Count the lines in the listing below that contain the word "Trace", and reply with the number alone.

* Records for the exercise
_____

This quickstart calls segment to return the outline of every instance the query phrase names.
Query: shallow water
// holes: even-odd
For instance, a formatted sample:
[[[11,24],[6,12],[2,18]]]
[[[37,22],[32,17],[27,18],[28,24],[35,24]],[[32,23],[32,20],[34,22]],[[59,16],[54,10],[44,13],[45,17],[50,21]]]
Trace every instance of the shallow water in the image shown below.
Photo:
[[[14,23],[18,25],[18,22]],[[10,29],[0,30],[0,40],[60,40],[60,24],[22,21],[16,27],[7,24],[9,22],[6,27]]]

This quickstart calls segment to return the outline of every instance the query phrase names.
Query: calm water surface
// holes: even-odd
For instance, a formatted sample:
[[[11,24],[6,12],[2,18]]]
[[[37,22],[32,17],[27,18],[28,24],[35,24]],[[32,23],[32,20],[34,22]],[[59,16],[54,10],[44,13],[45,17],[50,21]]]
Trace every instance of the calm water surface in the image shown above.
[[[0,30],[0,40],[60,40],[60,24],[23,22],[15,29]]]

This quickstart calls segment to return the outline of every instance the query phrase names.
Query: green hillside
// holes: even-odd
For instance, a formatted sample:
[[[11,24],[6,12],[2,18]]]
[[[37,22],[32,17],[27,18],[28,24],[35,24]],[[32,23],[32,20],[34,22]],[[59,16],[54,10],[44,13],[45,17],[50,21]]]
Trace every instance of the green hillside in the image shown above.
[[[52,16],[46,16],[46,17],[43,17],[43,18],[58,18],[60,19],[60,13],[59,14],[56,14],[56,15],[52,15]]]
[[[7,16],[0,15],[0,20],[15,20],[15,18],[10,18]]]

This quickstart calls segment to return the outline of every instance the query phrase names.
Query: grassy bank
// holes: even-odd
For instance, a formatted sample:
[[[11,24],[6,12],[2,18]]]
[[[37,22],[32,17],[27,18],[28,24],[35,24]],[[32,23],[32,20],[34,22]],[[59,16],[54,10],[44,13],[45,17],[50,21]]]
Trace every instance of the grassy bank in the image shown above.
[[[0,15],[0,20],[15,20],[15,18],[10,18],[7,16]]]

_____

* Result of this task
4